Return every line from the one with "sliding glass window." through the one with "the white railing.", inclusive, exactly as it appears below.

- **Dataset content**:

=== Begin Enclosure ===

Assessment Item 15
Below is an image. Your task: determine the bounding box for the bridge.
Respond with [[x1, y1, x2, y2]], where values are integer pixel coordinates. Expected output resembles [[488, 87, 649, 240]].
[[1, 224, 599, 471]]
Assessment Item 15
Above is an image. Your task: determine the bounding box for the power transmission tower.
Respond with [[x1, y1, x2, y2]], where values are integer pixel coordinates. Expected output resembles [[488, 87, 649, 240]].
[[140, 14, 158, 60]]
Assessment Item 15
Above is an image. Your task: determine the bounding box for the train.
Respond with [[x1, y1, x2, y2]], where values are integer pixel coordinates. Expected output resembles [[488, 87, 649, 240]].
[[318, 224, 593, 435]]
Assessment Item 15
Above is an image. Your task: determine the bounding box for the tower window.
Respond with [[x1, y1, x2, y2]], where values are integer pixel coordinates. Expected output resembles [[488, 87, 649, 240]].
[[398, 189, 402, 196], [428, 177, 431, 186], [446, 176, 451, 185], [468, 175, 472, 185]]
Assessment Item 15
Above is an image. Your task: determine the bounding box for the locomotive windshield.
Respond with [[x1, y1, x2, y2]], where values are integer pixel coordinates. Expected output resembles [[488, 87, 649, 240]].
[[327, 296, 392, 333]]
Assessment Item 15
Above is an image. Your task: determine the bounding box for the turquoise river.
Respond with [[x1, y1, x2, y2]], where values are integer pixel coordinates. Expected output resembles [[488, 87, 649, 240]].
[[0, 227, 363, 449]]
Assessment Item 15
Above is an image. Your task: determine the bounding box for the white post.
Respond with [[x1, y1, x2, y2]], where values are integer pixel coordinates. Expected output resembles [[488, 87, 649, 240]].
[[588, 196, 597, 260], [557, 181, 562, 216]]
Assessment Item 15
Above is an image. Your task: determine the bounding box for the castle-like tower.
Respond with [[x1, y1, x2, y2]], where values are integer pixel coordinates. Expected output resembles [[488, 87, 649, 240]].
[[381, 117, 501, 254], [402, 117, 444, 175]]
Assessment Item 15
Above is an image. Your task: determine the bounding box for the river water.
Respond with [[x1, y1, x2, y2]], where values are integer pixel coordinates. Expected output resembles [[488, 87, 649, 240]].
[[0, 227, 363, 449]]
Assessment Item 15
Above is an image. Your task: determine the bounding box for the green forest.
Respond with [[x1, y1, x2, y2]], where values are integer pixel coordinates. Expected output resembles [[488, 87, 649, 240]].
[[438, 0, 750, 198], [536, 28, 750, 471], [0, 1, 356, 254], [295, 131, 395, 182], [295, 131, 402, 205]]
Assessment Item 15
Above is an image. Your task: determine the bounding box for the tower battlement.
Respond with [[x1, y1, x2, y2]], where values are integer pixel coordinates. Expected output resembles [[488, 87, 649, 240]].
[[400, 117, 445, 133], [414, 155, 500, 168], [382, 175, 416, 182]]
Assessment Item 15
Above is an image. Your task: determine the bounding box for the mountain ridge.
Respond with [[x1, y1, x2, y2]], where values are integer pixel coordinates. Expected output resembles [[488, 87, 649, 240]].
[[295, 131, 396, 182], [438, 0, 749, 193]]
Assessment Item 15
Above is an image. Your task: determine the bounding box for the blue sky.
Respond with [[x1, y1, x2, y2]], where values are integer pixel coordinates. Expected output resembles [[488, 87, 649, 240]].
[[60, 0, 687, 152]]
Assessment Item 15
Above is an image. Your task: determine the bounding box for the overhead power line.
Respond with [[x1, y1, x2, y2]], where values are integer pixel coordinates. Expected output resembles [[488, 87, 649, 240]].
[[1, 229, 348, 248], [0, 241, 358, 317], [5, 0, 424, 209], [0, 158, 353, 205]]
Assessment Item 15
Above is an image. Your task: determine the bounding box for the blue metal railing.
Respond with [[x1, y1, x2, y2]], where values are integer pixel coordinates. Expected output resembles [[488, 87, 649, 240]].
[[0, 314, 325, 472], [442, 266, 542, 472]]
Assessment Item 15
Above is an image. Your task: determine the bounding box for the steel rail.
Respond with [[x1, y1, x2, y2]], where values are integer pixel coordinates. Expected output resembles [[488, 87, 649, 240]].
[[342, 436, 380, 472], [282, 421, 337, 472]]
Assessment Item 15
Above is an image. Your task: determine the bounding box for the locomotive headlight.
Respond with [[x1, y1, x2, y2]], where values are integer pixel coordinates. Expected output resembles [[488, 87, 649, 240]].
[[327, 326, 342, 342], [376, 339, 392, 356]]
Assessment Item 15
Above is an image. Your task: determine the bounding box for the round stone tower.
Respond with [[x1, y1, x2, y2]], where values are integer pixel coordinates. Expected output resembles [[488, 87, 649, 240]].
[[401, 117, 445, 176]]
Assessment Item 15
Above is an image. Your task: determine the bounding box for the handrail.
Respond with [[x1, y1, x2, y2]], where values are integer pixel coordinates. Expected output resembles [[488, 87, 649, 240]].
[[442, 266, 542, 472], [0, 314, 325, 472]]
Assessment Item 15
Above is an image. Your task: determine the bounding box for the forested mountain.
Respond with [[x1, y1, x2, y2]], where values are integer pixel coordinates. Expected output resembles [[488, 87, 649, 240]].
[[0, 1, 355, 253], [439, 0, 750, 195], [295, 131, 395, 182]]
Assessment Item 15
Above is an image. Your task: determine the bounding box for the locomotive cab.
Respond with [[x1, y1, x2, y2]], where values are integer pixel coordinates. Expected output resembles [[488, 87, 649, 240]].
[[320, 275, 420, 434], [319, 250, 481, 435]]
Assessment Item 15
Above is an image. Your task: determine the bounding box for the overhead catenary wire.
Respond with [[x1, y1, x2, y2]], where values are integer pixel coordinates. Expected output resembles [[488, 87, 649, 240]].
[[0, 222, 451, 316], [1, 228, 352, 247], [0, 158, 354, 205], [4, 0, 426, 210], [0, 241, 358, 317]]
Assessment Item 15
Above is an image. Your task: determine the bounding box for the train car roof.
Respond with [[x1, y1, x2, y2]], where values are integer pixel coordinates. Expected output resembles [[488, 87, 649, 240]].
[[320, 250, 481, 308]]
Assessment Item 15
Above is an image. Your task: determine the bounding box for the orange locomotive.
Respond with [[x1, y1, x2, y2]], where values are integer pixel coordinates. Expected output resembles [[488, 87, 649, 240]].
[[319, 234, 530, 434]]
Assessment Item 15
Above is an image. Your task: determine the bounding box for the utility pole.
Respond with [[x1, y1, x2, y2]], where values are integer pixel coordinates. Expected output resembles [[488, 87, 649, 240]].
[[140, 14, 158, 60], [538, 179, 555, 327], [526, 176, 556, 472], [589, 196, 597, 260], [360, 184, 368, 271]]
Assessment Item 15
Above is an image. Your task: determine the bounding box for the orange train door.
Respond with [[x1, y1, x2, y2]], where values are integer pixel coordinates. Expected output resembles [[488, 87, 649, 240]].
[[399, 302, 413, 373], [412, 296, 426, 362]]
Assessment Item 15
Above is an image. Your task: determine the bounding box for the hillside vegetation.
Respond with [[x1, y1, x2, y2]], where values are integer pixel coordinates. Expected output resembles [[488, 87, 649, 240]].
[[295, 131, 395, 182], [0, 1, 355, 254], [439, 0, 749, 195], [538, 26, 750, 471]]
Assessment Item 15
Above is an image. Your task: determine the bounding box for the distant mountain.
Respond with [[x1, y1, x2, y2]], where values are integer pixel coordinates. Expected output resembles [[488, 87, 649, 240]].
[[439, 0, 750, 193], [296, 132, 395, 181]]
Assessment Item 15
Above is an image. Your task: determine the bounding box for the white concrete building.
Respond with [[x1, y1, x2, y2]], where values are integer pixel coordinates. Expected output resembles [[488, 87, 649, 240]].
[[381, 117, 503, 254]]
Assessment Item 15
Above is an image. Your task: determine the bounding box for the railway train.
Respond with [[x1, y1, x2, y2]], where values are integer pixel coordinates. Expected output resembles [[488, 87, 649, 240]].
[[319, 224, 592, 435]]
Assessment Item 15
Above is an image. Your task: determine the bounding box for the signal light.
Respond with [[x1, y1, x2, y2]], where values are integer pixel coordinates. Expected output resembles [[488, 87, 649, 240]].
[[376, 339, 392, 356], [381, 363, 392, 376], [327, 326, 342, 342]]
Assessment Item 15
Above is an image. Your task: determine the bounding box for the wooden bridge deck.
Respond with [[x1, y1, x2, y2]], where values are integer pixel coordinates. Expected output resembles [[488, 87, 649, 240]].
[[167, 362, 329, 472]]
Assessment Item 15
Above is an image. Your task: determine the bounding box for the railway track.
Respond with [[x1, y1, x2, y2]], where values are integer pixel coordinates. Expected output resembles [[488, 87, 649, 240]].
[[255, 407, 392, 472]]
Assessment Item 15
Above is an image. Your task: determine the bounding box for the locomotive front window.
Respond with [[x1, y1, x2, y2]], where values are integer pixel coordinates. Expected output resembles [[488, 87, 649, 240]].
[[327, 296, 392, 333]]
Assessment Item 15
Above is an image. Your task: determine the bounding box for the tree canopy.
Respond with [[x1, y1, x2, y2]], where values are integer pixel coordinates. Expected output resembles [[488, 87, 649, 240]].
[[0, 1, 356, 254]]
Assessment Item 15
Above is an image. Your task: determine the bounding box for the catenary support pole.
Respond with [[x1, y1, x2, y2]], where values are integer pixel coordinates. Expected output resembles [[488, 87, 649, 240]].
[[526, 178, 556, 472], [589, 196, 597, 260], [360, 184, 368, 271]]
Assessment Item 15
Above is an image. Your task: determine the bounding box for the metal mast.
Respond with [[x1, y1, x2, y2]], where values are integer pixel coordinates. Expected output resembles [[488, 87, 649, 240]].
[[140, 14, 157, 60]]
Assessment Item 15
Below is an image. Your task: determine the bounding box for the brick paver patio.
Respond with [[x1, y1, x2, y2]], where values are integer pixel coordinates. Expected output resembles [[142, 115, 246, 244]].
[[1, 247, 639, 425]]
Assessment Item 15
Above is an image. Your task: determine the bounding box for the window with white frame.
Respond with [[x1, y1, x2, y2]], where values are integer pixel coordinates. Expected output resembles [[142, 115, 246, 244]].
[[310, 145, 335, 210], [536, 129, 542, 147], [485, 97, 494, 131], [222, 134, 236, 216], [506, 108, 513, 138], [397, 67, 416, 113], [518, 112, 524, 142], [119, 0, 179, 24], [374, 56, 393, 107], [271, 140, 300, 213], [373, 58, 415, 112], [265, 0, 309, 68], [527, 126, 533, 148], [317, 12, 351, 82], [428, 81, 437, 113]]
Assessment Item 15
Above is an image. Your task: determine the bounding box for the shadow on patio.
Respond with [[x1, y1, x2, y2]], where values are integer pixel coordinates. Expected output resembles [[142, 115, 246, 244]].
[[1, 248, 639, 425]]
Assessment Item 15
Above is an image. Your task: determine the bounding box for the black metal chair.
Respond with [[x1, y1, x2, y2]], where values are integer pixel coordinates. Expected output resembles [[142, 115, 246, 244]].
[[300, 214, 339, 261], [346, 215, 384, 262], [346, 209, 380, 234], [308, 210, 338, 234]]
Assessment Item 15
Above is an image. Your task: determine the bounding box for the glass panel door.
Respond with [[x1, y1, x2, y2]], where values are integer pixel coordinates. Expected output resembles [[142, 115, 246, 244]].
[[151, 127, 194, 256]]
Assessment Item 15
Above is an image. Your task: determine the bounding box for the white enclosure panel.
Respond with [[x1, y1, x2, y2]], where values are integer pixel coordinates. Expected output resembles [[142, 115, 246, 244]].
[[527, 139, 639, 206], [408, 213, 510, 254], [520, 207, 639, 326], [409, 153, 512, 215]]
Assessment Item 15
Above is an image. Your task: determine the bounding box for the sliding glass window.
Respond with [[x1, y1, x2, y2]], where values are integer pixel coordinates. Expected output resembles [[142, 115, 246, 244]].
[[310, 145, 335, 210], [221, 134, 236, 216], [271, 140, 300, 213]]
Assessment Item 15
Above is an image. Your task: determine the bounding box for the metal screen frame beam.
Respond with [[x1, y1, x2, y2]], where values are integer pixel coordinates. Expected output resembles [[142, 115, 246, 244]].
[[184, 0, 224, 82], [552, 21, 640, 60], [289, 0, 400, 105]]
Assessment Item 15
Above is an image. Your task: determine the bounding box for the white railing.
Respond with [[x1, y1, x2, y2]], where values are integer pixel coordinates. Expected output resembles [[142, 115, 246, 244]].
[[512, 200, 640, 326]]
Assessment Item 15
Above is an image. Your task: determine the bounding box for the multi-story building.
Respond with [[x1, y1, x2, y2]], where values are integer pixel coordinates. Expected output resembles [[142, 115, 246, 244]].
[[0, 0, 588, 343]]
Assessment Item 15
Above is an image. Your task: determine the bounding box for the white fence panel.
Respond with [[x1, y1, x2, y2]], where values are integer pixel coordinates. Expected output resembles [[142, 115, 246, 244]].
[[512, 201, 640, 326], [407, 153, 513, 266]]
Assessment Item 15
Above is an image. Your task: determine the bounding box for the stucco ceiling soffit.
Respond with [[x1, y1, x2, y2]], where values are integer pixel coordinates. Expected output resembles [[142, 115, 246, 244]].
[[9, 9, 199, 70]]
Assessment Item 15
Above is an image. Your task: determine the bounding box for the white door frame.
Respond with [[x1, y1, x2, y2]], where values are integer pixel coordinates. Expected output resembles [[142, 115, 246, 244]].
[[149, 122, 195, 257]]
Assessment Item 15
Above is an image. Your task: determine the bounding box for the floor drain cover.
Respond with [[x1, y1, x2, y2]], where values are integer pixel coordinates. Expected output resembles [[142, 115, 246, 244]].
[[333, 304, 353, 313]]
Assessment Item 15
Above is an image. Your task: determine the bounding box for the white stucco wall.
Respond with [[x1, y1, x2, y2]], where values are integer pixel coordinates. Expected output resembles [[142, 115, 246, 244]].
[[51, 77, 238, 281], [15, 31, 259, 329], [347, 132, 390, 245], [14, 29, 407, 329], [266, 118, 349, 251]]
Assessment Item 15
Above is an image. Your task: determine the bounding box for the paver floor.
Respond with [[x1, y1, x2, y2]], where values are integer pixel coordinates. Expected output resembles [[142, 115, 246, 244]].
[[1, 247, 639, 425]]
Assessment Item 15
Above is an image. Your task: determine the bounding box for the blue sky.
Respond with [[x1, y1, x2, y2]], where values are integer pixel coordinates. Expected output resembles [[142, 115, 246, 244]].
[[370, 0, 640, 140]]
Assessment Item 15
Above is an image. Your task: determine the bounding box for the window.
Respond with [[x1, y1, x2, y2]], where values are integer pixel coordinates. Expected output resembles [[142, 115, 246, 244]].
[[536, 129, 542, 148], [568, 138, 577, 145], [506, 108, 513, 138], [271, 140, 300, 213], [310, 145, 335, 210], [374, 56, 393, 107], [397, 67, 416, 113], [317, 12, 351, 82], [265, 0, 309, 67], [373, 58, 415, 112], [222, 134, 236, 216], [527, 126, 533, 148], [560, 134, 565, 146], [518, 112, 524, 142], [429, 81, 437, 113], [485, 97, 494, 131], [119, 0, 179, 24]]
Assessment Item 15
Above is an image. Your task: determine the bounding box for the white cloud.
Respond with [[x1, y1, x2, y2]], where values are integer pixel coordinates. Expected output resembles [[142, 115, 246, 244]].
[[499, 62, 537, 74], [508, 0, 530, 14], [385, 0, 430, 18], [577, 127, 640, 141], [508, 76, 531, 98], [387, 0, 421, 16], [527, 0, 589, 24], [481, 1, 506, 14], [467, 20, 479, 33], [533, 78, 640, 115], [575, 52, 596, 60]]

=== End Enclosure ===

- **Answer space**:
Above is an image. Your task: determine the bounding box for the sliding glass window.
Respond with [[x1, y1, x2, y2]], where values are integer pixel coordinates. Expected output resembles [[142, 115, 246, 244]].
[[310, 145, 335, 210], [221, 134, 236, 216], [271, 140, 300, 213]]
Assessment Item 15
Above is an image. Your task: determine the bounding box for the metal screen frame beam.
Respond with [[x1, y1, x2, y2]], where values are integer pixel coordinates. Expected output resembles [[142, 115, 246, 244]].
[[184, 0, 224, 82], [552, 21, 640, 60], [289, 0, 400, 105]]
Assessment Item 15
Above is an image. Your task: determine the bounding box for the white railing.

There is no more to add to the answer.